* [Document segment]
::::::::::

On 3/30/2012 3:34 PM, Jeff King wrote:
On Fri, Mar 30, 2012 at 03:51:20PM -0400, Bo Chen wrote:
The sub-problems of "delta for large file" problem.
1 large file
1.1 text file (always delta well? need to be confirmed)
...But let's take a step back for a moment. Forget about whether a file
is binary or not. Imagine you want to store a very large file in
git.
...Nowadays, we stream large files directly into their own packfiles,
and we have to pay the I/O only once (and the memory cost never). As
a tradeoff, we no longer get delta compression of large objects.
That's OK for some large objects, like movie files (which don't tend
to delta well, anyway). But it's not for other objects, like virtual
machine images, which do tend to delta well.
So can we devise a solution which efficiently stores these
delta-friendly objects, without losing the performance improvements
we got with the stream-directly-to-packfile approach?

::::::::::

(Extracted records)

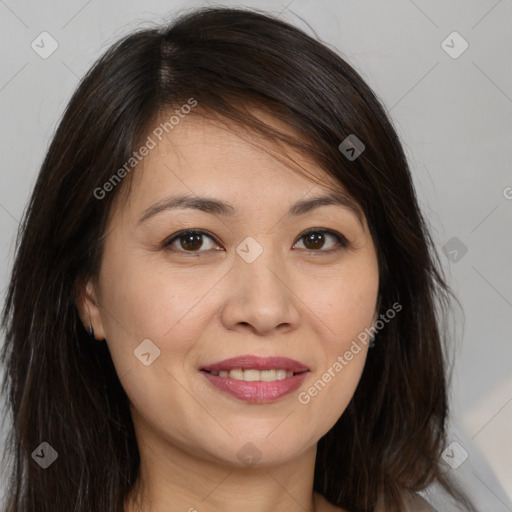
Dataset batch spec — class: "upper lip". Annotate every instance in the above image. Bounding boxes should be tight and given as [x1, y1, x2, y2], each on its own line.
[201, 355, 309, 373]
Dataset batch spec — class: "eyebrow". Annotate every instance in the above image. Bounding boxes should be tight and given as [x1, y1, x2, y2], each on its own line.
[137, 192, 363, 226]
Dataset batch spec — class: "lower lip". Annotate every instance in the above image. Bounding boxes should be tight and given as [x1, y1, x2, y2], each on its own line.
[201, 371, 309, 404]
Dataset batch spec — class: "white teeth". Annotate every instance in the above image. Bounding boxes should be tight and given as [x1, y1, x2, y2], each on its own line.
[210, 369, 293, 382]
[244, 370, 260, 382]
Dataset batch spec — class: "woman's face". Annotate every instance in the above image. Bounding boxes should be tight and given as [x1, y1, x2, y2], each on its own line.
[86, 112, 378, 466]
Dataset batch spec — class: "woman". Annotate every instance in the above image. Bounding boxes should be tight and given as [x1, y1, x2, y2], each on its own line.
[2, 8, 474, 512]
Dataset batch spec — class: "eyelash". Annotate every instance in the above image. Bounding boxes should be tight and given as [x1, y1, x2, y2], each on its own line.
[162, 228, 350, 257]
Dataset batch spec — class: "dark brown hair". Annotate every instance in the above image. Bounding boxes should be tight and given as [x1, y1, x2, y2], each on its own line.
[2, 8, 474, 512]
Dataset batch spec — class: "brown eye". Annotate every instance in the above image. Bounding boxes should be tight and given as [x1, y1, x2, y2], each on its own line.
[164, 229, 217, 252]
[292, 229, 348, 253]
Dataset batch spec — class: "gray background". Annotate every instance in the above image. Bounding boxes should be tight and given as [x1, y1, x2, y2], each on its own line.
[0, 0, 512, 512]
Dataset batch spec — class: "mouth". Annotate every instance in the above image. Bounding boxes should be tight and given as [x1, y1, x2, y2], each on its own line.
[200, 356, 310, 403]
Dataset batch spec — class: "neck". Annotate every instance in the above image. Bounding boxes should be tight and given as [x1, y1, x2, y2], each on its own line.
[125, 432, 317, 512]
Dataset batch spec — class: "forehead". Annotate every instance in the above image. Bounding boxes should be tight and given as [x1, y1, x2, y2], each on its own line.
[114, 108, 358, 226]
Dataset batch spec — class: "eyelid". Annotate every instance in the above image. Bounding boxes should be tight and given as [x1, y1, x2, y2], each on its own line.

::::::::::

* [Directions]
• A. Decide whether each statement below agrees with the mailing-list excerpt on storing large files in git. Answer yes or no for each, quoting the words of the excerpt that decide it.
(i) Large files are now streamed directly into their own packfiles.
(ii) Movie files are given as an example of objects that tend to delta well.
(iii) The stream-to-packfile approach still provides delta compression of large objects.
• B. Switch "binary" to "textual" in the part of the mailing-list excerpt starting with "On 3/30/2012 3:34" and going on through "of large objects.", and write out that passage with the change.

* [Replies]
• A.
(i) Yes: "Nowadays, we stream large files directly into their own packfiles"
(ii) No: "like movie files (which don't tend to delta well, anyway)"
(iii) No: "we no longer get delta compression of large objects."

• B.
On 3/30/2012 3:34 PM, Jeff King wrote:
On Fri, Mar 30, 2012 at 03:51:20PM -0400, Bo Chen wrote:
The sub-problems of "delta for large file" problem.
1 large file
1.1 text file (always delta well? need to be confirmed)
...But let's take a step back for a moment. Forget about whether a file
is textual or not. Imagine you want to store a very large file in
git.
...Nowadays, we stream large files directly into their own packfiles,
and we have to pay the I/O only once (and the memory cost never). As
a tradeoff, we no longer get delta compression of large objects.